* SET PROBLEM
Pull out every line in the entries below that contains the word "window", and copy each of those lines in full.

(Saved data entries)
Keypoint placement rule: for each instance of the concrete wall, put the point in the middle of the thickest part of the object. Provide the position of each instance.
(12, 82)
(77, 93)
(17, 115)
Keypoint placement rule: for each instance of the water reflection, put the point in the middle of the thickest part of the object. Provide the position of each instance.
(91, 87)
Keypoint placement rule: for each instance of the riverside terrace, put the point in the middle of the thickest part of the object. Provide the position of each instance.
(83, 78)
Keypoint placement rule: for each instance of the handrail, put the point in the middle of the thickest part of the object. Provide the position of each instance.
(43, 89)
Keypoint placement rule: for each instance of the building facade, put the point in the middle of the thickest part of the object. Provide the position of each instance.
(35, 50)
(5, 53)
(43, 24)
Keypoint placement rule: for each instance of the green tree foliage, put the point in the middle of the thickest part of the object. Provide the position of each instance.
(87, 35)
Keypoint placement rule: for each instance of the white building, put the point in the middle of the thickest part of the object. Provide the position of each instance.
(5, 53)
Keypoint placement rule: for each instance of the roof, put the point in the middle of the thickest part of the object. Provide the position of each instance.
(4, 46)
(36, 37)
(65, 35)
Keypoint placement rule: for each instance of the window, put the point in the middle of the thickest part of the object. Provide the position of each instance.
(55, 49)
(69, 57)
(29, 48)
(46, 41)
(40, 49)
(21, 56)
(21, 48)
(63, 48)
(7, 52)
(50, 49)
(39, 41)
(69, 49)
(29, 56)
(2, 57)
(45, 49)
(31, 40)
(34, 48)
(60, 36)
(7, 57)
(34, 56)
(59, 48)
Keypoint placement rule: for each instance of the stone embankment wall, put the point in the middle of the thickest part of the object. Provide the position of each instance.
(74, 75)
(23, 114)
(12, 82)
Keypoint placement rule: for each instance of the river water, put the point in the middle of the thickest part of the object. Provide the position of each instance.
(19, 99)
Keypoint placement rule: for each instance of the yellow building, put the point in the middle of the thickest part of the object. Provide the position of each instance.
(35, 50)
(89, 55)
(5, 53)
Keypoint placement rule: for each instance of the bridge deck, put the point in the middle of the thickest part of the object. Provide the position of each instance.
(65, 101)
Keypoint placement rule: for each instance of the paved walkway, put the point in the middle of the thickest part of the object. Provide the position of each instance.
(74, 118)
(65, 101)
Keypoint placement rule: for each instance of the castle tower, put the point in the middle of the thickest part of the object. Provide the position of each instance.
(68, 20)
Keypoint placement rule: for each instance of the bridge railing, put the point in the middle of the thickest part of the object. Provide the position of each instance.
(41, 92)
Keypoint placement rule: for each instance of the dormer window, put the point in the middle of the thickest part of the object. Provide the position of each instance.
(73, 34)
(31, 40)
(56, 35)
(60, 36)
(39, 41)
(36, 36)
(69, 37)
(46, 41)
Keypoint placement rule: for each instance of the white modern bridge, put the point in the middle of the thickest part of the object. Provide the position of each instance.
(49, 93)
...
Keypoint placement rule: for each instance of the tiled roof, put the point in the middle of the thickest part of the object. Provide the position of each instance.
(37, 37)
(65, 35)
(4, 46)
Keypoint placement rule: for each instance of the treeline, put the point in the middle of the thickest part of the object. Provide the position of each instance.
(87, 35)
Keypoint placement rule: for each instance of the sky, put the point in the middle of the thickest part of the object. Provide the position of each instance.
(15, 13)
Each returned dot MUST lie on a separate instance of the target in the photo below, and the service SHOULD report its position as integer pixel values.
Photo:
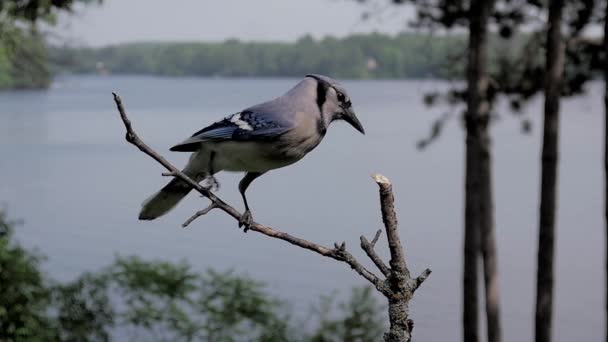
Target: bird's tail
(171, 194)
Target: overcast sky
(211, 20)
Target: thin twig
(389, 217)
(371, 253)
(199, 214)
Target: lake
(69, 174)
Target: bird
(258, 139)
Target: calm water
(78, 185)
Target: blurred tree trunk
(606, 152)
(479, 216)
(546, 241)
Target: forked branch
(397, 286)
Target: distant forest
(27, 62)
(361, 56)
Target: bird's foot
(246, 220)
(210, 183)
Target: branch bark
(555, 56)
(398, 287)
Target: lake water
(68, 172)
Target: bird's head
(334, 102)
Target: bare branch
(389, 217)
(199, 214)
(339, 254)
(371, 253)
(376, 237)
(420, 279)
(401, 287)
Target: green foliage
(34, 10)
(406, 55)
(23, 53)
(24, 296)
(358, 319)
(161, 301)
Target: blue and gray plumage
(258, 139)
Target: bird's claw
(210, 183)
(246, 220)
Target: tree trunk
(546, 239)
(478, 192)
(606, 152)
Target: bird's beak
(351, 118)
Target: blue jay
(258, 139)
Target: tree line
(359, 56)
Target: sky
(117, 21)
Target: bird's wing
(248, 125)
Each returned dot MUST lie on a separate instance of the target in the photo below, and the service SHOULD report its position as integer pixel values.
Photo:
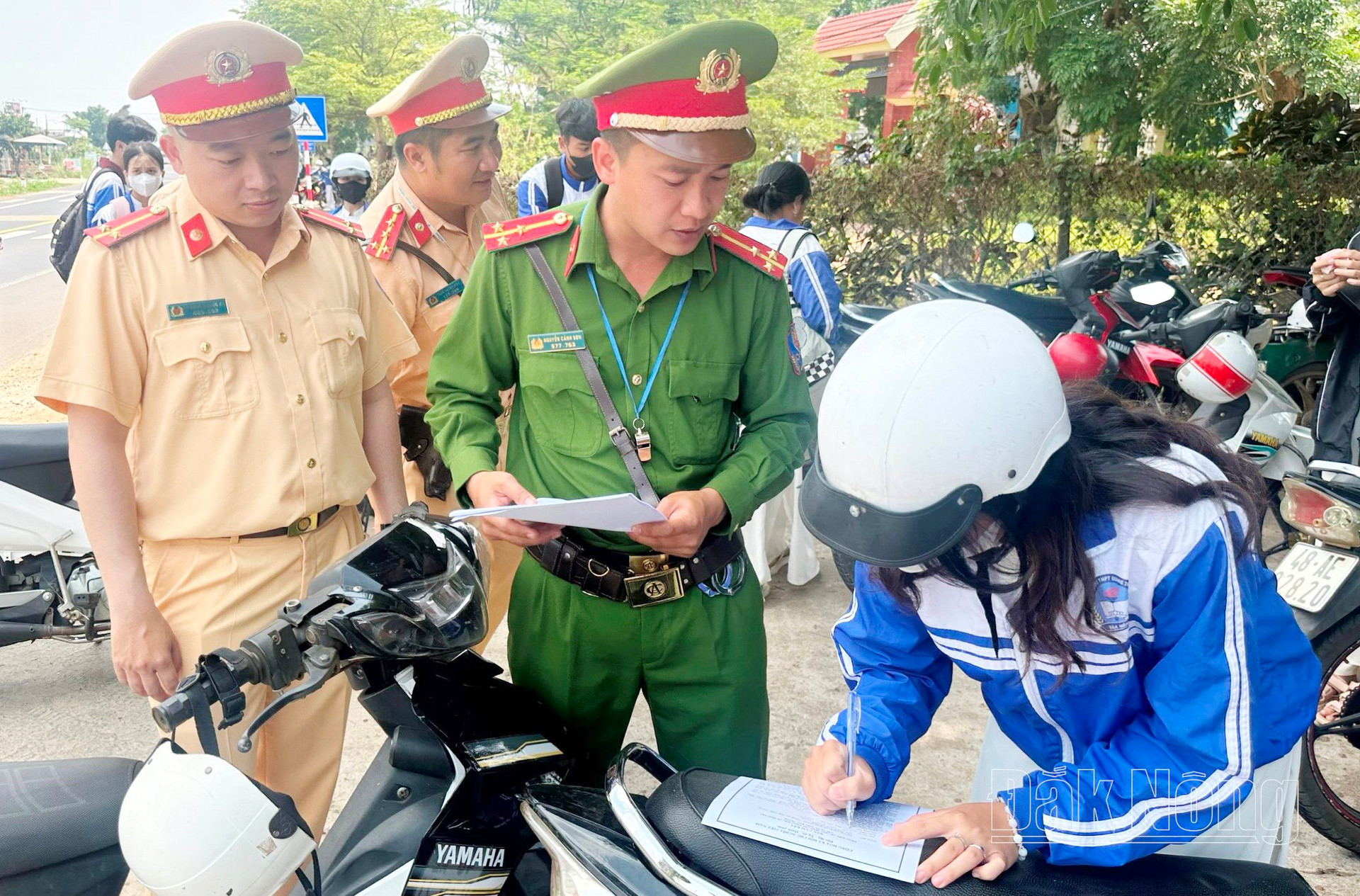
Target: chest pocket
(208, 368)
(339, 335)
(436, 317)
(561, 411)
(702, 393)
==
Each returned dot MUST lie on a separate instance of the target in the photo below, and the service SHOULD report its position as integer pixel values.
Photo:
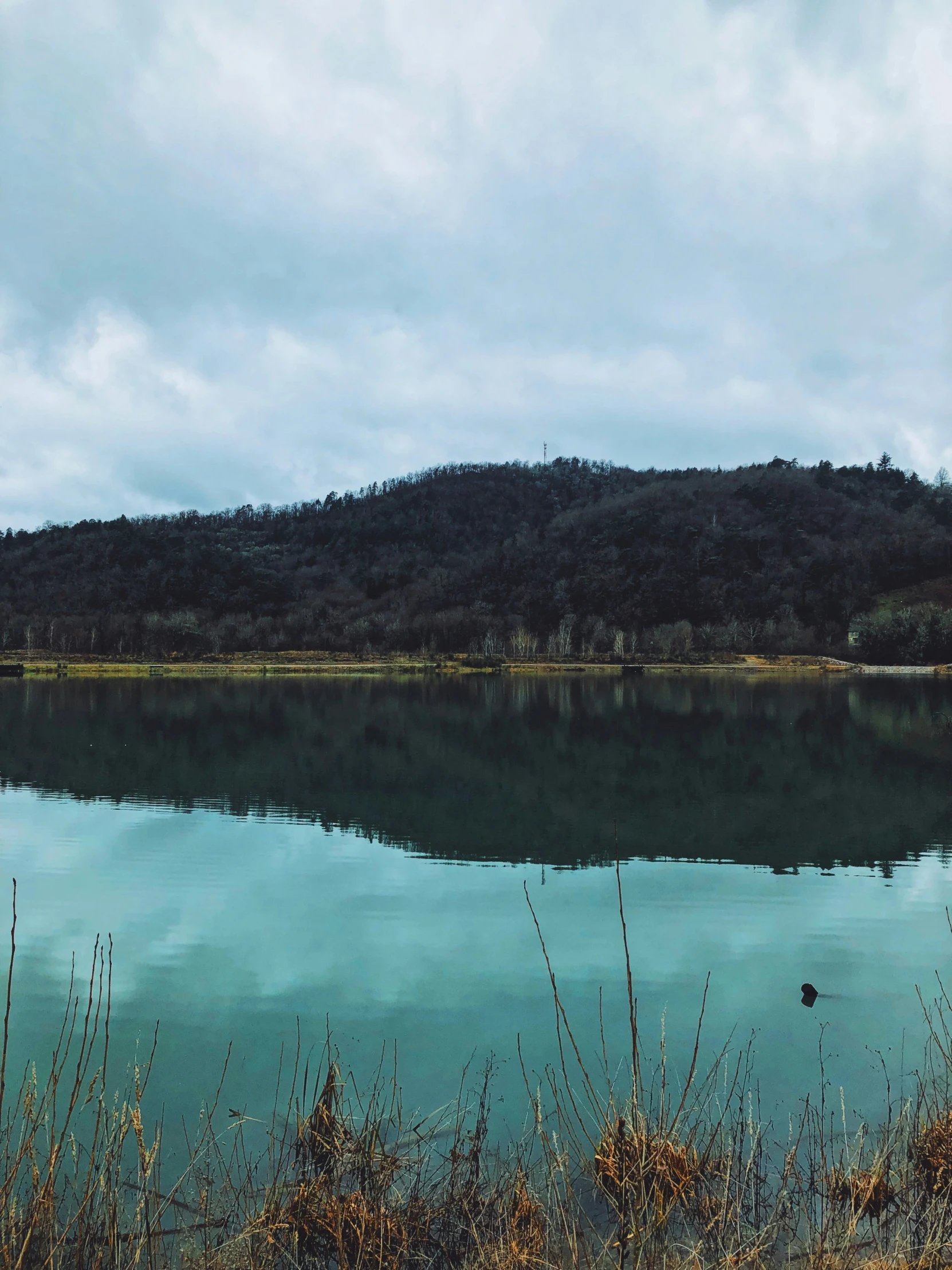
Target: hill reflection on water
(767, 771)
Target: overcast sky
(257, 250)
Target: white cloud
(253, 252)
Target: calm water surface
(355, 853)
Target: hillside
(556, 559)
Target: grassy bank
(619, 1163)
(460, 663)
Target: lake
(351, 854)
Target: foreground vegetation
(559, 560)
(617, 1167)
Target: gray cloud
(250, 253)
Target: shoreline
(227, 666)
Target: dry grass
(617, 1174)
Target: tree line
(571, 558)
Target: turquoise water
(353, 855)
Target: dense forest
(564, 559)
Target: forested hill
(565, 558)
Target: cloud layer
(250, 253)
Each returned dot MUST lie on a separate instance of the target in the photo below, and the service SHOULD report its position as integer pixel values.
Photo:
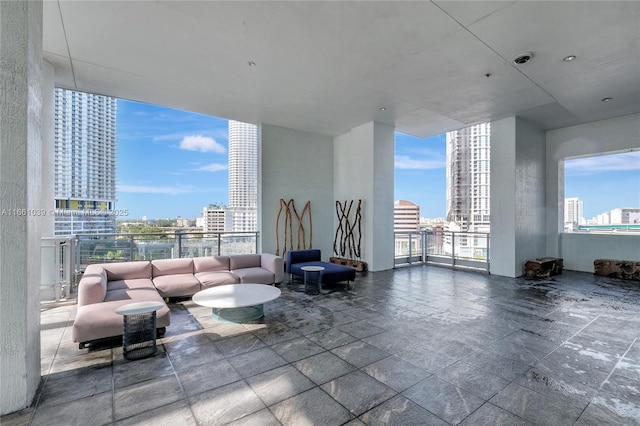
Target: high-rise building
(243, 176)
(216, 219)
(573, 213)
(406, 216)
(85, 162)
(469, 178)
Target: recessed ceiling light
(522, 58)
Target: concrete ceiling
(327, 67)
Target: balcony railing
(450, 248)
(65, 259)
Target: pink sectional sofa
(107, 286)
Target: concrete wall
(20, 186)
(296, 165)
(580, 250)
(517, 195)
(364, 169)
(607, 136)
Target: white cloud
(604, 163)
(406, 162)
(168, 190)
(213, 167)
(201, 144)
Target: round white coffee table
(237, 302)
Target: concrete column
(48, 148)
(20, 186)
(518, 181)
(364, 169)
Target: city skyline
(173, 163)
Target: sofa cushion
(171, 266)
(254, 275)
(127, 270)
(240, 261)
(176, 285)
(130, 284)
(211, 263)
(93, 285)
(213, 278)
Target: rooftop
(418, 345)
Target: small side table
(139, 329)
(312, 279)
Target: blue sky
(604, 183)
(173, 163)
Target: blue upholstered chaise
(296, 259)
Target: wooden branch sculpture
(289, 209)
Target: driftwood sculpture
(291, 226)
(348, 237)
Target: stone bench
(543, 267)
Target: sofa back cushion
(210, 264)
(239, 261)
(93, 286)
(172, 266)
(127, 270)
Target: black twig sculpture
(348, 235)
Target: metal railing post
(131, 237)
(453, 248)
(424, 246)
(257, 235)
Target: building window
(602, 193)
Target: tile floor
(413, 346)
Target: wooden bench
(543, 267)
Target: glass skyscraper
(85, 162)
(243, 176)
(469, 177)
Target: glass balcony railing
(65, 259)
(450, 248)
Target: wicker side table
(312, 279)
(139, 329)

* TASK OUTPUT
Keypoint placement rule: for each instance of the window, put the point in the middle of the thickest part of the object. Provide the position of each instance.
Keypoint placement rule: for each instance of the dormer window, put the point in the middle of the thickest part of the object. Provide the position of each instance.
Target: building window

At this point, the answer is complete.